- STORED ROWS -
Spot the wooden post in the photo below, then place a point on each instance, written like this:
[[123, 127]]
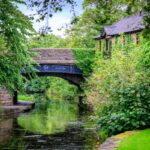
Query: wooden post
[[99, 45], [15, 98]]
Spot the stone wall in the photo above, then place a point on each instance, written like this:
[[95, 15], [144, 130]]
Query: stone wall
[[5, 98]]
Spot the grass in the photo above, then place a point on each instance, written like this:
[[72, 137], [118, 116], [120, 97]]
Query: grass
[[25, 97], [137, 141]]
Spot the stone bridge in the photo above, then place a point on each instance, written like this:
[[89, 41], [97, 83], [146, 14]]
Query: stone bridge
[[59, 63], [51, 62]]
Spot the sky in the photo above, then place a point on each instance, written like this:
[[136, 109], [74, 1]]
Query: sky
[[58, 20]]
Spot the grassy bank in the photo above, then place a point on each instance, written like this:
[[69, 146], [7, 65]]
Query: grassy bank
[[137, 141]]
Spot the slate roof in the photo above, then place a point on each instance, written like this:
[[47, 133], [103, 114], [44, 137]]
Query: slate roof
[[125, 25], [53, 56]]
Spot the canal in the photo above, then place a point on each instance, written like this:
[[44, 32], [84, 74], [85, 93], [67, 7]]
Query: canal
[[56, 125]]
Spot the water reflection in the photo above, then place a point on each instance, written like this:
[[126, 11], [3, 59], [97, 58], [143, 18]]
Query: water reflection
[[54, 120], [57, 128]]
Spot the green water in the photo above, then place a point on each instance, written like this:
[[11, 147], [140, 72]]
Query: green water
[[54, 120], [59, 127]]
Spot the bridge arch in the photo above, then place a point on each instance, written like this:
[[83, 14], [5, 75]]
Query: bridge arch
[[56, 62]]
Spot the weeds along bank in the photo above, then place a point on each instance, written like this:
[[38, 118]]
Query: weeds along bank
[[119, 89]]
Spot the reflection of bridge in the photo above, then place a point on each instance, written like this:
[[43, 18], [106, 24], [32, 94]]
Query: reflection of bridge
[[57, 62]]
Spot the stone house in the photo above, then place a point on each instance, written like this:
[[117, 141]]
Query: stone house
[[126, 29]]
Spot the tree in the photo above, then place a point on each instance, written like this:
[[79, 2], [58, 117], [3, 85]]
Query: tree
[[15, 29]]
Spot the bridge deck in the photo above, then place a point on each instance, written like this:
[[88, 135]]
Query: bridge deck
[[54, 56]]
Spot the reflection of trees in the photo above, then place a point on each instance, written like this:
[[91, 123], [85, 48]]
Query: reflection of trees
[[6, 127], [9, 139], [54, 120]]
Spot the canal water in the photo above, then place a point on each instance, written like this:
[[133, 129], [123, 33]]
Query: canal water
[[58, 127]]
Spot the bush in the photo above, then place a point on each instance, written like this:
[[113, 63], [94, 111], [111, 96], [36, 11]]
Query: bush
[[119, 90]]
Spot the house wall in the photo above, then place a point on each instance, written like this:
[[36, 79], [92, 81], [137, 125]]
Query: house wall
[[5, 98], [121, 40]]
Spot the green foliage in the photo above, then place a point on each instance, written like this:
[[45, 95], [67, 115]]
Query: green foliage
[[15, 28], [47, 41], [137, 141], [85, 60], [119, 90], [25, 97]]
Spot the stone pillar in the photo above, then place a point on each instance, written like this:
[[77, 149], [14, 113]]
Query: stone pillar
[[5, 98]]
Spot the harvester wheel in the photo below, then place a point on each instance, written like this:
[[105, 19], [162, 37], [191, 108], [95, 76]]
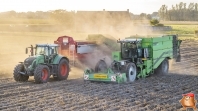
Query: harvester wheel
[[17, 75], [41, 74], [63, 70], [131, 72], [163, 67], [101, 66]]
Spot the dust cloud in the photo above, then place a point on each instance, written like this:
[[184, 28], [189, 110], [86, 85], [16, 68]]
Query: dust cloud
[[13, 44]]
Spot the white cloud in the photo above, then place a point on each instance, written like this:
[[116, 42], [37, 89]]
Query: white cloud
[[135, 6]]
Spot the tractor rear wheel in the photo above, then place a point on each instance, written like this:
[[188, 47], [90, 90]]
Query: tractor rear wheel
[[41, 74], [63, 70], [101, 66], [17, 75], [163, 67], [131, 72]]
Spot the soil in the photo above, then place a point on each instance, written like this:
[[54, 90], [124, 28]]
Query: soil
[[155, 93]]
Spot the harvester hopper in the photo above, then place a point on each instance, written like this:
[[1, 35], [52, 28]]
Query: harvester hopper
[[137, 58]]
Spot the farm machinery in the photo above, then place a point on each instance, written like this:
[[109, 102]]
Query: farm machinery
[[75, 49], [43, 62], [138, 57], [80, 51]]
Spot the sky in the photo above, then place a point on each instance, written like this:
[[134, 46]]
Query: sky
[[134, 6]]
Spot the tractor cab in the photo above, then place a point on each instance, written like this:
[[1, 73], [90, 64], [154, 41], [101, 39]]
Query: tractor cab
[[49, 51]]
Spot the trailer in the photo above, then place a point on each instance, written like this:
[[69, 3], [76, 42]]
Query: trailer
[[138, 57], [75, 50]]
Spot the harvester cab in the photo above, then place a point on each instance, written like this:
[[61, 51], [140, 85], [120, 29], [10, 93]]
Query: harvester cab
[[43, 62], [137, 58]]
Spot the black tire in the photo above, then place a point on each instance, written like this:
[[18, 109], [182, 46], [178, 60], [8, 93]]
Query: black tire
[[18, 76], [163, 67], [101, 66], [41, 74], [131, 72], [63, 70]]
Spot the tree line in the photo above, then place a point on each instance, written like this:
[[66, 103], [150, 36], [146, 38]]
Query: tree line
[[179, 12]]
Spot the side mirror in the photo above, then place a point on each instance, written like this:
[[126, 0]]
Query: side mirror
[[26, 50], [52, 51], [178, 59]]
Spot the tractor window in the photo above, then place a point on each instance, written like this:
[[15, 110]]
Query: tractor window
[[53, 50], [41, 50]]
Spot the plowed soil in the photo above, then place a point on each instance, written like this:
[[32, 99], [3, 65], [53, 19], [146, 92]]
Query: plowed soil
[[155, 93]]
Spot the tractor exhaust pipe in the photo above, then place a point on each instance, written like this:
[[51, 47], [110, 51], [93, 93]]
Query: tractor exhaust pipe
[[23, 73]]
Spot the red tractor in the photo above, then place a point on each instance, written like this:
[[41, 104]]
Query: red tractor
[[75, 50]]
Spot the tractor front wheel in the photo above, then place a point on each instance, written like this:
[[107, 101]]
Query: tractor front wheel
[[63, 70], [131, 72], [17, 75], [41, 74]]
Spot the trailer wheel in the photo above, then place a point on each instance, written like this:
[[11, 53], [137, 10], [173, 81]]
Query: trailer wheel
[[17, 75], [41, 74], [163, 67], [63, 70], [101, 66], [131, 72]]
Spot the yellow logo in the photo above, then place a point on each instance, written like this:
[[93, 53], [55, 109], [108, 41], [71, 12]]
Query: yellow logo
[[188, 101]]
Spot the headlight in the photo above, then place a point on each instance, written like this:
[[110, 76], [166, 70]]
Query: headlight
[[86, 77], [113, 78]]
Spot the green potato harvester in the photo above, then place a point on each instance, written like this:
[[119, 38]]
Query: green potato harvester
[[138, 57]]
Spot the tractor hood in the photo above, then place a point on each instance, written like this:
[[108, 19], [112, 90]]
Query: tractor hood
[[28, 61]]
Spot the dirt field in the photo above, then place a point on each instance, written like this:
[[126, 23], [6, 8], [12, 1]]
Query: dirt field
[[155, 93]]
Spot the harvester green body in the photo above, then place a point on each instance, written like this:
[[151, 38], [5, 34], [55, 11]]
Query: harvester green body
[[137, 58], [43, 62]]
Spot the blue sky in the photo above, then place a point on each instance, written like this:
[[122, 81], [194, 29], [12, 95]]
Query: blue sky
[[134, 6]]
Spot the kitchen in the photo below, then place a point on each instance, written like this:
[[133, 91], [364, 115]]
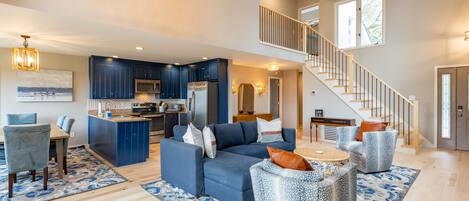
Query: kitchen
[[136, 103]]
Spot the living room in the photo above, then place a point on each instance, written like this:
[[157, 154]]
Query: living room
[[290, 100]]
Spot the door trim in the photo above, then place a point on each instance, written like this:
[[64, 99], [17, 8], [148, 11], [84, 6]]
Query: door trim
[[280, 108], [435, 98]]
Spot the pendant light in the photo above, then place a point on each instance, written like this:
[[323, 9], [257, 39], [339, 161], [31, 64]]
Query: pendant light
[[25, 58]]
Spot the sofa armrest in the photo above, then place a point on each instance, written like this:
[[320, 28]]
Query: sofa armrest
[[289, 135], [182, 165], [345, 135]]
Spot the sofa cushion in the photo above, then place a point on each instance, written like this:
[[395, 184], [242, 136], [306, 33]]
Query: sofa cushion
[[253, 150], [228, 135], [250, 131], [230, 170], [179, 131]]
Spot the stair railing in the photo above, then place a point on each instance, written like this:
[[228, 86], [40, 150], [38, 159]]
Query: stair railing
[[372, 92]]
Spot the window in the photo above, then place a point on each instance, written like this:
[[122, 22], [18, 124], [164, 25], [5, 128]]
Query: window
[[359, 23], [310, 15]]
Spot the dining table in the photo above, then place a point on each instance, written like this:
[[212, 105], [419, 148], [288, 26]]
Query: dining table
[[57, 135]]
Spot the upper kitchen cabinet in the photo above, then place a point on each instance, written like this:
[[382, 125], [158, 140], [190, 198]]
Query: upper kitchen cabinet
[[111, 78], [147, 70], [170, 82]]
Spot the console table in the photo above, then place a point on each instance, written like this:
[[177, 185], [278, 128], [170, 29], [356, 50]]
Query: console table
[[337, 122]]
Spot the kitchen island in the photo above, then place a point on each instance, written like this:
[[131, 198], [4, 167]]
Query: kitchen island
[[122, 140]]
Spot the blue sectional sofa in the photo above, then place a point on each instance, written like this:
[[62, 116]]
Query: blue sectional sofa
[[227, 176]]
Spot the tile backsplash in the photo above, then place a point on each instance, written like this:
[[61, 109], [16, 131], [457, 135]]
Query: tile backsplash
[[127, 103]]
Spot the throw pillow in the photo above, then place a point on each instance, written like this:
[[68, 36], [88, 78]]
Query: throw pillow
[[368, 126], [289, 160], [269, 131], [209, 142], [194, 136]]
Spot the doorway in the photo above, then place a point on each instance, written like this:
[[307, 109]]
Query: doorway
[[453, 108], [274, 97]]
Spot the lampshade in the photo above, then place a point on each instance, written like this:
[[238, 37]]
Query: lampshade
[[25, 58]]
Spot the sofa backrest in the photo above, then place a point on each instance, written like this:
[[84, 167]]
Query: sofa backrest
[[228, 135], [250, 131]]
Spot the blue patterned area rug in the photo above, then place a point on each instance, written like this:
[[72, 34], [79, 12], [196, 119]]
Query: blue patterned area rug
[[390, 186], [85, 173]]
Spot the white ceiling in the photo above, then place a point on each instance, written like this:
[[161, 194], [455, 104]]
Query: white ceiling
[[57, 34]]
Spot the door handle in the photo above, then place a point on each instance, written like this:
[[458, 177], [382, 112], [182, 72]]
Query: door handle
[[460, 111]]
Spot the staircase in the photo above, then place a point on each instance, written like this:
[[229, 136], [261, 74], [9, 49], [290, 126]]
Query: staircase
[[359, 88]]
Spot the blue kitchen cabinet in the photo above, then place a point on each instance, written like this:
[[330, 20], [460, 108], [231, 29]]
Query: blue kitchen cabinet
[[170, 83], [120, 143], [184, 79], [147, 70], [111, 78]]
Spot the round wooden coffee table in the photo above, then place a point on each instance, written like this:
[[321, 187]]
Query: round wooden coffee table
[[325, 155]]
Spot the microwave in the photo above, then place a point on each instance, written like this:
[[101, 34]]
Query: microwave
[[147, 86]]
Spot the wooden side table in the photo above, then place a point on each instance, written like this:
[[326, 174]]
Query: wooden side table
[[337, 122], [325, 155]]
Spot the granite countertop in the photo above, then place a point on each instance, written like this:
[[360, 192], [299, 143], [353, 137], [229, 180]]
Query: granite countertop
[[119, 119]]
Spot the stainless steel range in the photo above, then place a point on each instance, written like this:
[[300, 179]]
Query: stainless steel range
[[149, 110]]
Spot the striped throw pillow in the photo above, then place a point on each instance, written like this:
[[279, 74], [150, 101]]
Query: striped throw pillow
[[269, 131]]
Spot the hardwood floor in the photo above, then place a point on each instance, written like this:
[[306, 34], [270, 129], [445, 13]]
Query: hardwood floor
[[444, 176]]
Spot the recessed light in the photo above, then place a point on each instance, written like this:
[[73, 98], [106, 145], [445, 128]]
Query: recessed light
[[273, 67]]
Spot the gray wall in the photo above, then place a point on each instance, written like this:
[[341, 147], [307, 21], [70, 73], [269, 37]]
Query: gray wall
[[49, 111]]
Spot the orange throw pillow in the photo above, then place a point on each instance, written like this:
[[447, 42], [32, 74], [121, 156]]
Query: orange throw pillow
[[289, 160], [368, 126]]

- YOUR GOAL -
Copy out word for word the rows from the line containing "Spot the tree line" through the line containing "[[86, 77], [113, 78]]", including both of those lines.

- SOLVED PROBLEM -
Spot the tree line in the photo above, then place a point on each instance, written like this:
[[66, 103], [150, 36], [146, 38]]
Query: tree line
[[179, 12]]
Spot the side mirror in the photo above, then place a point on each instance, written like this:
[[126, 0]]
Query: side mirror
[[26, 50], [52, 51], [178, 59]]
Spot the tractor window in the photo above, then place a point on each instance, written like this:
[[15, 110]]
Query: tractor window
[[53, 50], [41, 50]]
Spot the plowed soil in the photo above, then place a point on each instance, written like this:
[[32, 99], [3, 65], [53, 19], [146, 92]]
Query: plowed soil
[[155, 93]]
Spot the tractor exhaust pipe in the photo above, then place a point on each instance, written like this:
[[51, 47], [110, 51], [93, 93]]
Query: tractor exhaust pipe
[[23, 73]]
Spot the red tractor in the photo above, then place a point on each instance, written like this:
[[41, 104]]
Query: red tractor
[[75, 50]]
Spot the tractor front wheel in the photo above, then place a point on each instance, written like this:
[[107, 101]]
Query: tractor front wheel
[[63, 70], [131, 72], [17, 75], [41, 74]]
Spot the trailer wheel in the photo above, then place a point on each instance, written like this:
[[11, 53], [137, 10], [173, 81]]
Query: trailer wheel
[[17, 75], [41, 74], [163, 67], [63, 70], [101, 66], [131, 72]]
Spot the yellow logo in the photo above, then place a point on each instance, written like this:
[[93, 53], [55, 109], [108, 41], [71, 12]]
Query: yellow logo
[[188, 101]]
Spot the headlight in the photo above, then place a point on each instance, written like this:
[[110, 76], [166, 70]]
Query: headlight
[[86, 77], [113, 78]]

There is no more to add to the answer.